WHAT THIS TASK INVOLVES: Without the images, repeat every line of the listing exactly.

RECORDS:
════════════════════

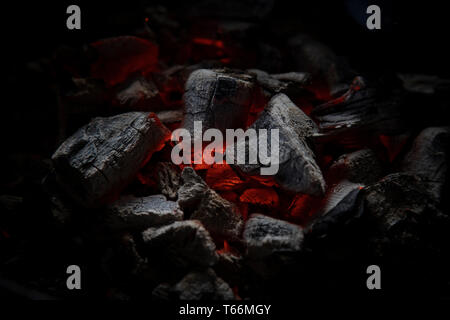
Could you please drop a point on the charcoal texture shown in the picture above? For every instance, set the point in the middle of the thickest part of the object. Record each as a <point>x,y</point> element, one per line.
<point>429,157</point>
<point>361,111</point>
<point>180,244</point>
<point>404,214</point>
<point>137,214</point>
<point>361,166</point>
<point>298,170</point>
<point>102,157</point>
<point>217,99</point>
<point>218,215</point>
<point>168,179</point>
<point>202,285</point>
<point>264,236</point>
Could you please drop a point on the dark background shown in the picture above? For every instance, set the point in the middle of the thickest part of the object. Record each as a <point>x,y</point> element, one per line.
<point>413,39</point>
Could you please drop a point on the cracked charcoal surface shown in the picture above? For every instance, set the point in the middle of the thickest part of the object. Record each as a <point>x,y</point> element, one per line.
<point>265,235</point>
<point>361,166</point>
<point>429,158</point>
<point>202,285</point>
<point>180,244</point>
<point>218,99</point>
<point>103,156</point>
<point>298,170</point>
<point>137,214</point>
<point>218,215</point>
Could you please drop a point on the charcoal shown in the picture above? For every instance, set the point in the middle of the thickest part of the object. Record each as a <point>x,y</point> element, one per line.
<point>404,214</point>
<point>100,159</point>
<point>180,244</point>
<point>291,83</point>
<point>170,116</point>
<point>169,179</point>
<point>232,9</point>
<point>137,214</point>
<point>339,207</point>
<point>137,94</point>
<point>197,285</point>
<point>300,78</point>
<point>219,216</point>
<point>264,236</point>
<point>361,166</point>
<point>222,177</point>
<point>429,158</point>
<point>298,170</point>
<point>361,111</point>
<point>421,83</point>
<point>264,197</point>
<point>218,99</point>
<point>229,266</point>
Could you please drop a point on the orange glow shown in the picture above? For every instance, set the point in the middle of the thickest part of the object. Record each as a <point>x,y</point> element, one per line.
<point>209,42</point>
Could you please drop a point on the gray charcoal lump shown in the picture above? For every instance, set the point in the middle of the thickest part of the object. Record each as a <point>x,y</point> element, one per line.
<point>429,157</point>
<point>264,236</point>
<point>361,166</point>
<point>102,157</point>
<point>133,213</point>
<point>182,244</point>
<point>218,99</point>
<point>201,285</point>
<point>218,215</point>
<point>298,170</point>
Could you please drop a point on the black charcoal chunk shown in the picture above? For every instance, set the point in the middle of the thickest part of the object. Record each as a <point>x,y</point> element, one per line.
<point>265,236</point>
<point>180,244</point>
<point>102,157</point>
<point>361,111</point>
<point>203,285</point>
<point>404,215</point>
<point>218,215</point>
<point>217,99</point>
<point>340,207</point>
<point>298,170</point>
<point>429,157</point>
<point>137,214</point>
<point>168,179</point>
<point>361,166</point>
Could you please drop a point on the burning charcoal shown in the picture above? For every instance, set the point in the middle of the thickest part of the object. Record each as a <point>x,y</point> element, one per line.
<point>168,179</point>
<point>429,157</point>
<point>290,83</point>
<point>316,58</point>
<point>233,9</point>
<point>137,94</point>
<point>338,208</point>
<point>218,215</point>
<point>361,166</point>
<point>197,285</point>
<point>265,197</point>
<point>218,99</point>
<point>361,111</point>
<point>404,213</point>
<point>222,177</point>
<point>229,266</point>
<point>300,78</point>
<point>103,156</point>
<point>170,116</point>
<point>137,214</point>
<point>121,56</point>
<point>421,83</point>
<point>181,243</point>
<point>298,170</point>
<point>268,238</point>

════════════════════

EXPECTED OUTPUT:
Could you please drop a point on the charcoal texture shown in the picture above? For every instance, set the point in the middle of the thickest part of the object. Record each as a <point>x,y</point> element, one per line.
<point>429,157</point>
<point>361,111</point>
<point>180,244</point>
<point>404,214</point>
<point>137,214</point>
<point>361,166</point>
<point>298,170</point>
<point>102,157</point>
<point>217,99</point>
<point>218,215</point>
<point>168,179</point>
<point>202,285</point>
<point>264,236</point>
Could you please drop a point on the dark background shown in the picture above? For every instance, set the point in the middle of the thickest part of the object. Record each as a <point>x,y</point> element, one per line.
<point>413,39</point>
Could you please drop a point on the cracked charcoal surface shown in the picture above? For every instance, set the point in the middle of the thickest part of the object. Record each as a <point>x,y</point> element, one per line.
<point>265,235</point>
<point>361,166</point>
<point>429,158</point>
<point>202,285</point>
<point>180,244</point>
<point>218,99</point>
<point>103,156</point>
<point>298,170</point>
<point>137,214</point>
<point>218,215</point>
Could you please drop a point on the charcoal shown in the picture above? For every instance, set the point in the middle of the thickest part of the object. Record each as a <point>x,y</point> element, one per line.
<point>404,214</point>
<point>100,159</point>
<point>180,244</point>
<point>291,83</point>
<point>170,116</point>
<point>169,179</point>
<point>232,9</point>
<point>137,214</point>
<point>339,207</point>
<point>137,94</point>
<point>197,285</point>
<point>300,78</point>
<point>219,216</point>
<point>264,236</point>
<point>361,166</point>
<point>222,177</point>
<point>429,158</point>
<point>298,170</point>
<point>361,111</point>
<point>421,83</point>
<point>264,197</point>
<point>218,99</point>
<point>229,266</point>
Could you please drop a point on the orange glow shown in the picture above? For every instance, set the point in the middle of the thickest part of the object. Record each as a <point>x,y</point> element, one per line.
<point>209,42</point>
Could you please drop a point on the gray charcoal lump shown in the picture above? For every instance, set the point in the middle of the thickest part of the object. Record each as a <point>x,y</point> element, one per line.
<point>429,157</point>
<point>264,236</point>
<point>361,166</point>
<point>102,157</point>
<point>133,213</point>
<point>182,244</point>
<point>218,99</point>
<point>201,285</point>
<point>218,215</point>
<point>298,170</point>
Could you please drop a point on the black charcoal chunk shown in the picture above? For every instance, set the point in the middle of the thickest part of the object. Record each as a <point>x,y</point> element, one per line.
<point>265,236</point>
<point>180,244</point>
<point>102,157</point>
<point>361,111</point>
<point>203,285</point>
<point>404,215</point>
<point>218,215</point>
<point>217,99</point>
<point>340,207</point>
<point>298,170</point>
<point>429,157</point>
<point>137,214</point>
<point>168,179</point>
<point>361,166</point>
Could you please drop a point on the burning charcoal shown in the picture above? For every instance, set the point in the middle of the thickest part of the object. Record each as a <point>x,y</point> element, one per line.
<point>168,179</point>
<point>429,157</point>
<point>290,83</point>
<point>316,58</point>
<point>233,9</point>
<point>137,94</point>
<point>338,208</point>
<point>218,215</point>
<point>361,166</point>
<point>197,285</point>
<point>265,197</point>
<point>218,99</point>
<point>361,111</point>
<point>404,213</point>
<point>222,177</point>
<point>229,266</point>
<point>300,78</point>
<point>103,156</point>
<point>170,116</point>
<point>137,214</point>
<point>121,56</point>
<point>421,83</point>
<point>181,243</point>
<point>298,170</point>
<point>268,238</point>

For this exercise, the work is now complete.